- [PROVIDED DATA]
Content starts

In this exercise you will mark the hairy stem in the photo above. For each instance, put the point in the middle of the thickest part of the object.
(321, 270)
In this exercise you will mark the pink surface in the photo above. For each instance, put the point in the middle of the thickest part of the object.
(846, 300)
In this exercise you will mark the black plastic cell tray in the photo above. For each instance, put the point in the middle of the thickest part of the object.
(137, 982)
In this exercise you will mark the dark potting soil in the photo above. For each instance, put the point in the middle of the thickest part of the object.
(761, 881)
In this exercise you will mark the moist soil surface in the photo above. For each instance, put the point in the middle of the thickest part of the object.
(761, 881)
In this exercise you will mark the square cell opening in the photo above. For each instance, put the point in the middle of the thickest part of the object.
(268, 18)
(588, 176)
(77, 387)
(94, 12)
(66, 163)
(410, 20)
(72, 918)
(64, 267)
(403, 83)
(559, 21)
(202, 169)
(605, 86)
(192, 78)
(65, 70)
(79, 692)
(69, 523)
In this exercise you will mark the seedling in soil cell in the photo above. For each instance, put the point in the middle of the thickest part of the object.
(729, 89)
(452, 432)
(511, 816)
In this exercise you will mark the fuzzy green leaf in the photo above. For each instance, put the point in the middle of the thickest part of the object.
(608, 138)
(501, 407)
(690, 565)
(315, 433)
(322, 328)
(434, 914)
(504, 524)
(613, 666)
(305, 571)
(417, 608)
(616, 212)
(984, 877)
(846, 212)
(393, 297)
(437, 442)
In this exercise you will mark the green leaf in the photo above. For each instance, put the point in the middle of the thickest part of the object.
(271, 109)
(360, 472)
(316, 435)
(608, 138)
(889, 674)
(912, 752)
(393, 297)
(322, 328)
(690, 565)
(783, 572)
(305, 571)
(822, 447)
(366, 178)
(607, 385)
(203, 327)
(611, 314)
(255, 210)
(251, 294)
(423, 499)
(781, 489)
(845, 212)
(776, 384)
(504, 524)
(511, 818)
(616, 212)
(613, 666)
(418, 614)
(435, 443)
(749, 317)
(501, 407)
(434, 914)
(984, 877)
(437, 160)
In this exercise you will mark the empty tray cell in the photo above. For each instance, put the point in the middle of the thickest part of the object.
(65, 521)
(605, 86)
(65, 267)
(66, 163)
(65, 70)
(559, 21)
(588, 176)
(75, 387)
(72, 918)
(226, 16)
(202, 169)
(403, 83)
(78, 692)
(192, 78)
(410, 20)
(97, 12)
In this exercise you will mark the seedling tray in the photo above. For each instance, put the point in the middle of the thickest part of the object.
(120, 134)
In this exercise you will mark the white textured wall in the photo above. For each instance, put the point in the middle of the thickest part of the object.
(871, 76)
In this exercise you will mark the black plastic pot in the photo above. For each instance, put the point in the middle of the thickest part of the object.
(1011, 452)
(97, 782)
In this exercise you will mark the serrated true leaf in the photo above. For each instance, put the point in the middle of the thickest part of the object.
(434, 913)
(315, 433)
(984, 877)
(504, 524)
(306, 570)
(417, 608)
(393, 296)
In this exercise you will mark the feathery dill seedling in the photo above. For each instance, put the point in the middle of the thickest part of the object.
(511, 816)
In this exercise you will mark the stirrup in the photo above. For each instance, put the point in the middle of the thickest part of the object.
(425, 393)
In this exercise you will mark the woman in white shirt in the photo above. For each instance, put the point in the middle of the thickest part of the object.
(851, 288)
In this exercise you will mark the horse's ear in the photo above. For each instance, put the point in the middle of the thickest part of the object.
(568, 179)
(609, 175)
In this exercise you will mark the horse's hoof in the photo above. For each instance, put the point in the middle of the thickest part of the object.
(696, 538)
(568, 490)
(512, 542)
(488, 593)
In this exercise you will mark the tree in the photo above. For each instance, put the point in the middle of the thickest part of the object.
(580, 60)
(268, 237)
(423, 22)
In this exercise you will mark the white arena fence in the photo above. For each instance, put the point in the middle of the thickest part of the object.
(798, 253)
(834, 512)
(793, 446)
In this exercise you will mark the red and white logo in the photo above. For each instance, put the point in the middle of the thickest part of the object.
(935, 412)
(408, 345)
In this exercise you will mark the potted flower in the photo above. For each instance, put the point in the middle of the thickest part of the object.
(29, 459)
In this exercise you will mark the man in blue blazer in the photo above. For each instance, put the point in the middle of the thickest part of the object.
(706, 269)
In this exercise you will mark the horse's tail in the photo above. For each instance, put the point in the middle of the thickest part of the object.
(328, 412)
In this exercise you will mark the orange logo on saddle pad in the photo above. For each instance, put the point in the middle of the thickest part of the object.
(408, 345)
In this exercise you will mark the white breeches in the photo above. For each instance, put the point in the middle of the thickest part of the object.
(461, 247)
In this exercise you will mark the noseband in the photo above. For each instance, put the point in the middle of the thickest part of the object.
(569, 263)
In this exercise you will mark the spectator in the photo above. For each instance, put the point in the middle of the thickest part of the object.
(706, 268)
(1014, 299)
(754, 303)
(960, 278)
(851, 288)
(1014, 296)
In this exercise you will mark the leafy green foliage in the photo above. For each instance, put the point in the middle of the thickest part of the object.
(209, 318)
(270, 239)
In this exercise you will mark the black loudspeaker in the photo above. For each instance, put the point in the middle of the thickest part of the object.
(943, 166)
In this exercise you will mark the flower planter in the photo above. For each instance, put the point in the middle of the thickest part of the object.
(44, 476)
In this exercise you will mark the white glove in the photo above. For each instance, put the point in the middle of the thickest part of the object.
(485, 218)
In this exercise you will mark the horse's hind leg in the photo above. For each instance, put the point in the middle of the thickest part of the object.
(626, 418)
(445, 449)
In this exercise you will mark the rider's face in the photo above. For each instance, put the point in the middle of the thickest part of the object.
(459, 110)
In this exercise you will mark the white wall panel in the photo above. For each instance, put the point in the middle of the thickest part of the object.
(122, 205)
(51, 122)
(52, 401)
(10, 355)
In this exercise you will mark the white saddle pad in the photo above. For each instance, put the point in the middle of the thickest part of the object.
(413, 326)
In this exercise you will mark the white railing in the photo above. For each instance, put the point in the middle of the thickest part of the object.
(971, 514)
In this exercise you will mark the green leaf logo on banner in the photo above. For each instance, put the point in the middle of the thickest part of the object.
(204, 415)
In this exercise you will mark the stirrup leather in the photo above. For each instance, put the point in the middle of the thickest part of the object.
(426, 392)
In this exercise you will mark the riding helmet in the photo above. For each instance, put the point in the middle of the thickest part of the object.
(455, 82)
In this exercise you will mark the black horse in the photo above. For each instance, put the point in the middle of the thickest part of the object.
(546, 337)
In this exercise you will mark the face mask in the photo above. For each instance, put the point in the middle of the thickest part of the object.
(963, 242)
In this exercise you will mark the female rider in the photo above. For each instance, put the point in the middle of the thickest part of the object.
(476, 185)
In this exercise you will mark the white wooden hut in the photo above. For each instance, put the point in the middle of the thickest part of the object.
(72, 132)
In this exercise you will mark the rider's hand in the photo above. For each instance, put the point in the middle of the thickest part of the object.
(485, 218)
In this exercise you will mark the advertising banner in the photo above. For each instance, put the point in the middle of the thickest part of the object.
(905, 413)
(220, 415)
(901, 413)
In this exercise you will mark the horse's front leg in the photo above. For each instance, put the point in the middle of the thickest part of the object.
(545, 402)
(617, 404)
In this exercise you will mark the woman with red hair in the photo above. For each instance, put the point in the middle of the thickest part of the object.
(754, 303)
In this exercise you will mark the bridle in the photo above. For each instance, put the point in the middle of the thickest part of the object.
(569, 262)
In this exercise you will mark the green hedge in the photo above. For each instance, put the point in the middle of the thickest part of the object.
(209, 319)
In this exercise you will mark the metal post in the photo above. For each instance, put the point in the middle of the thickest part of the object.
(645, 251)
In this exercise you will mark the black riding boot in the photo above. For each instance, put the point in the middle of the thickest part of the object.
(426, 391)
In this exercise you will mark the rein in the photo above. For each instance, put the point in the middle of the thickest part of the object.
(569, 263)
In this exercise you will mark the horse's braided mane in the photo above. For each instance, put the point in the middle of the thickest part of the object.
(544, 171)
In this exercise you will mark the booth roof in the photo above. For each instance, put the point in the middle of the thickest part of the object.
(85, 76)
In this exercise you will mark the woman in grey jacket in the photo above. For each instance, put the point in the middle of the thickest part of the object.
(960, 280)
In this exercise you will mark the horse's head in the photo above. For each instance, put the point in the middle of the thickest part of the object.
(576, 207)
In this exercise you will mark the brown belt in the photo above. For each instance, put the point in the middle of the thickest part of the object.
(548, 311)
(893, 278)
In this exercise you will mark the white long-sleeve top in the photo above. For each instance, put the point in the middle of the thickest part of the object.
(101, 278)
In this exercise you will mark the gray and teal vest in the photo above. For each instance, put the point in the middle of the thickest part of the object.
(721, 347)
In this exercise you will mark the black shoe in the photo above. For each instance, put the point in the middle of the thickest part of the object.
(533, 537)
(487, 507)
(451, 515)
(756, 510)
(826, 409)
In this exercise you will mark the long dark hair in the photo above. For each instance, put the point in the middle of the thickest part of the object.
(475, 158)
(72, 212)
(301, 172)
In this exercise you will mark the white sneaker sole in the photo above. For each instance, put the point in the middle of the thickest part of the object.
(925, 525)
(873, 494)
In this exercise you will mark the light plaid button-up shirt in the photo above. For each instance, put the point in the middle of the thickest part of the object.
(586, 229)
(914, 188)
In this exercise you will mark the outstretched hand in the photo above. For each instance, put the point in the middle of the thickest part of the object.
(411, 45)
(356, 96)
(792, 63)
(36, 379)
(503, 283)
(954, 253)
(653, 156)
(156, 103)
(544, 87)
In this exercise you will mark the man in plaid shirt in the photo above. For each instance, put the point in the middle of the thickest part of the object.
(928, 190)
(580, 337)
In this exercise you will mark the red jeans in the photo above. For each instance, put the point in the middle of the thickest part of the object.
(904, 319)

Content ends

- [DESCRIPTION OF THE TASK] At the line with "In this exercise you will mark the horse's head", begin reproducing the material above exactly, and continue through its last line.

- [SOLUTION TO THE PROBLEM]
In this exercise you will mark the horse's head in the photo above. For each instance, put the point in the middle of the thickest part of the object.
(576, 207)
In this exercise you will mark the brown belt in the photo above. For each instance, put the point in the middle of the thickest part of the object.
(548, 311)
(893, 278)
In this exercise you will mark the white long-sleeve top in the photo above. For each instance, put the point in the middle of the thickest part of the object.
(101, 278)
In this exercise you will mark the gray and teal vest in the photo above. For each instance, put the point in the middle of the thickest part of the object.
(721, 347)
In this exercise you will mark the black shoe in the photo above. For each instance, put the point in the middle of the thickest part of the object.
(533, 537)
(487, 507)
(451, 515)
(756, 510)
(826, 409)
In this exercise you will mark the long dark hair in the photo above. For each instance, put the point in the middle of the thickest part of the object.
(475, 158)
(72, 212)
(301, 172)
In this exercise you will mark the white sneaker sole in the photo above. For each instance, put the point in the middle of the thickest part of the object.
(925, 525)
(873, 494)
In this exercise you will mark the light plaid button-up shirt in the photo above. For each instance, put the point in the middle of the thickest part of the object.
(586, 229)
(914, 188)
In this exercise you will mark the outstretched hand in the photo above. For each instance, put the point in the middle of the thickest part of the object.
(411, 45)
(356, 96)
(792, 63)
(36, 379)
(503, 283)
(954, 253)
(653, 156)
(156, 103)
(544, 87)
In this exercise you will mark the man in plaid shirt in the photo above. For each instance, put the point in the middle of the thickest part of the object.
(928, 190)
(580, 337)
In this exercise you will mark the red jeans in the photo above. For each instance, put the point in the middle of the thickest part of the object.
(904, 319)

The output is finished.